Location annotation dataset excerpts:
######
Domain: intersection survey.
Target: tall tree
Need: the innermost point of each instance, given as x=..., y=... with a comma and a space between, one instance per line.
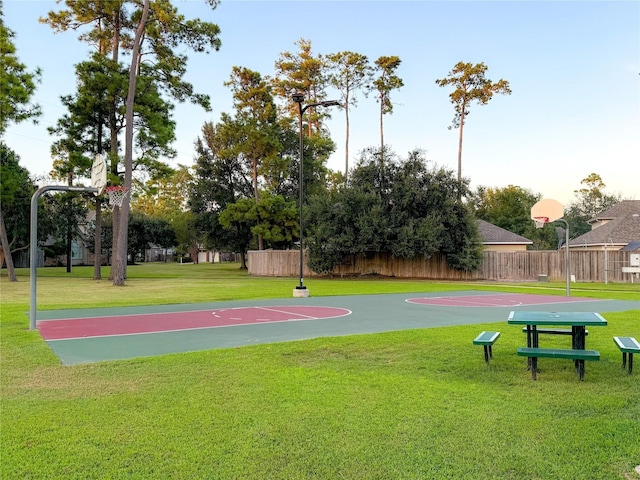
x=302, y=72
x=349, y=72
x=470, y=86
x=386, y=81
x=406, y=208
x=590, y=200
x=16, y=189
x=17, y=86
x=221, y=178
x=257, y=127
x=153, y=30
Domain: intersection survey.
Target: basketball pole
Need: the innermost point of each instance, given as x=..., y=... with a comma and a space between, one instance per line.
x=33, y=253
x=567, y=254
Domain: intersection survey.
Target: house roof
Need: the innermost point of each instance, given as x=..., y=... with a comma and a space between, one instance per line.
x=621, y=229
x=632, y=247
x=620, y=209
x=492, y=235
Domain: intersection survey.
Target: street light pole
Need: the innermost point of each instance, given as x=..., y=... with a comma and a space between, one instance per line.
x=301, y=290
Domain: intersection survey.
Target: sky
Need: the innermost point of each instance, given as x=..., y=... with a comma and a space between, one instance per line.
x=573, y=68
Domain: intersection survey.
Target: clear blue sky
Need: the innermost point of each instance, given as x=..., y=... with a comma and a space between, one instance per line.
x=573, y=67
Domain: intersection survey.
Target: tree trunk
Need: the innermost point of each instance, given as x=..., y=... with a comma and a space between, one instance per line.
x=119, y=267
x=460, y=144
x=69, y=248
x=6, y=249
x=381, y=130
x=97, y=242
x=346, y=142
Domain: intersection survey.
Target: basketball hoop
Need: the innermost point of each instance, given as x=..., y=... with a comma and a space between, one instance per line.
x=540, y=221
x=117, y=194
######
- Exercise:
Find every line that contains the word "basketball", matching case exactly, and copy each one.

- Response:
Target: basketball pole
Target: basketball hoop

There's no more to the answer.